*What is being asked:*
Omit all pictures, then retype the data exactly as given.

── Input data

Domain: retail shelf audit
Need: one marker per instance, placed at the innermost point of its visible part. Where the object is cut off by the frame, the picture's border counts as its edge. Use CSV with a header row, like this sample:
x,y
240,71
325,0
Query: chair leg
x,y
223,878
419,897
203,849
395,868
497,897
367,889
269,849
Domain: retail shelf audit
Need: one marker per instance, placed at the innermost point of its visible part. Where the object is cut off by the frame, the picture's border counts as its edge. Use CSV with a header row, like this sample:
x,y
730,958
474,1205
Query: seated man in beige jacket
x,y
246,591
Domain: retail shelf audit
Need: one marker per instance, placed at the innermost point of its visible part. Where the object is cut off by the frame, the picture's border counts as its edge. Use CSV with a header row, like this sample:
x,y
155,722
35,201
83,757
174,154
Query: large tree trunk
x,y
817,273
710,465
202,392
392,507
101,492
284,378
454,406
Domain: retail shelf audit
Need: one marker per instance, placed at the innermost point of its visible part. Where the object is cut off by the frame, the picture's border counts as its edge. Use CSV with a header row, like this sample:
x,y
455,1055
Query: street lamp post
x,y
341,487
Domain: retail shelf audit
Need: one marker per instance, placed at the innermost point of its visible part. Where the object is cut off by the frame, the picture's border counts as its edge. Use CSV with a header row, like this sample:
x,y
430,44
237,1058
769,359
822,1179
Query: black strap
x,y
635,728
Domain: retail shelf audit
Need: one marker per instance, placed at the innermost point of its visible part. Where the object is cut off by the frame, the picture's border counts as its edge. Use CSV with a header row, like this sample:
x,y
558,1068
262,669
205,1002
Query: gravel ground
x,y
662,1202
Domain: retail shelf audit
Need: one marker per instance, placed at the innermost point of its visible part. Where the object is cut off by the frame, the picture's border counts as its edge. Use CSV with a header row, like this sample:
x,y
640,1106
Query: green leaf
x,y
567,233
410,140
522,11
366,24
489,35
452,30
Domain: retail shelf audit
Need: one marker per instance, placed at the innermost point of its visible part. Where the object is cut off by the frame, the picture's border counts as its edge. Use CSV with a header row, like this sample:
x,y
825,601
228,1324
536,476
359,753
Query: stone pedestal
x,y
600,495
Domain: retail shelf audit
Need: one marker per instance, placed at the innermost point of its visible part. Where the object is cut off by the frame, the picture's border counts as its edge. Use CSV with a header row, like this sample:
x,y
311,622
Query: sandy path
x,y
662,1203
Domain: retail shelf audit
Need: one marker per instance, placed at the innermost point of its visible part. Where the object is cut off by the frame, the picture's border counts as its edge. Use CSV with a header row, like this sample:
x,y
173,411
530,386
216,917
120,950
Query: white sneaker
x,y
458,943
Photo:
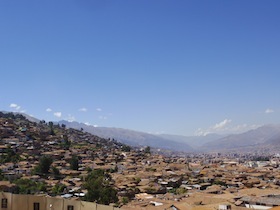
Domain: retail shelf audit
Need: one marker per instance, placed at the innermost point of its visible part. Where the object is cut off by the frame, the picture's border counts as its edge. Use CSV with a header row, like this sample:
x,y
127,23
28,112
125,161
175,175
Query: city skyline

────

*Solution to the problem:*
Domain: retail shelf audit
Need: one marker per instance, placed at the innermost point of its visible part. Where the object is cut off by the frame, the picture's border counts as its edge. Use CSV with a header row, like this sample:
x,y
240,71
325,0
Query: chair leg
x,y
223,878
419,897
203,849
395,868
497,897
367,889
269,849
Domain: retail shelf audit
Need: one marker per instance, placed at the innermost point of its visible part. Where the object is cut off by the frame, the picture's border counts as its edge. Use CSV with a header row, like this sample:
x,y
730,958
474,1205
Query: seated man in beige jacket
x,y
246,591
Domain: retail shelf audit
Need: one marker per instance, placed at the innermost point of its visible part. Where the object is cut off by the frame, the picture's border counts as its edge. Use CSV with a header row, like this sample:
x,y
155,722
35,201
83,757
174,154
Query: large tree trunk
x,y
817,273
710,465
202,392
392,507
101,492
284,378
454,406
Domain: retail shelf audit
Need: one marker per instance, placed at the innermost point of its visible part. Where the object is cut off by the frame, the picture's border counts as its edge. Use CSV with a header row, like this sample:
x,y
455,1055
Query: street lamp post
x,y
341,487
Domain: retail shelf audit
Need: one marker per instance, placed at the innermost point of its visible part. Where the object is cut off by the frame, the picture's border counts as its edge. Use CSV with a header row, like this sample:
x,y
430,44
237,1058
769,359
822,1179
Query: black strap
x,y
635,728
Domain: retail shelf audit
Need: one marker per instance, placed at the innermost point of its visible part. Where the object is cut off by the frame, the picture's border counts as its edge. Use CSV with a header row, like this sample:
x,y
558,1068
262,669
205,1002
Query: gravel ground
x,y
662,1202
Domain: retail shelf audit
Need: one marker per instance, placed at the innermost point of its visible part. Where the object is cut off by the frame, the picture's border counts as its edge. Use CSV with a header row, like this sample:
x,y
640,1106
Query: green leaf
x,y
567,233
410,140
522,11
366,24
489,35
452,30
Domain: retail shelf audit
Need: one marker per instance, placed at the innermost point of its visible part. Where the object is cut off by the frame, the picture's border counts as its edge. Use CSV with a header row, like this sample:
x,y
825,601
228,1324
536,476
359,753
Query: stone pedestal
x,y
600,495
Domain: retail shelf audit
Need: one marker per instance, placed at the innermost point of its visible part. Where the object is cut off by the frame, the picture's border counts as its edge. Use CSV with a header row, like this sample:
x,y
311,622
Query: sandy path
x,y
662,1203
Domain: retail shelf audit
Need: one marker per instance, placed at the innermost point of its visible part. Where the object is cut off by the frame, the picture's border counts as its edge. Use CSV with a header row, like this sample:
x,y
173,411
530,386
216,917
120,950
Query: white sneaker
x,y
458,943
Photo:
Domain: retail shelf audit
Need: one marker per instance, placed at the innermost point of its visible part. Where the object is cut off by the frame, the picture's border counts as its edge. Use CSV with a header row, like this sample:
x,y
127,23
28,112
125,161
175,175
Query: city skyline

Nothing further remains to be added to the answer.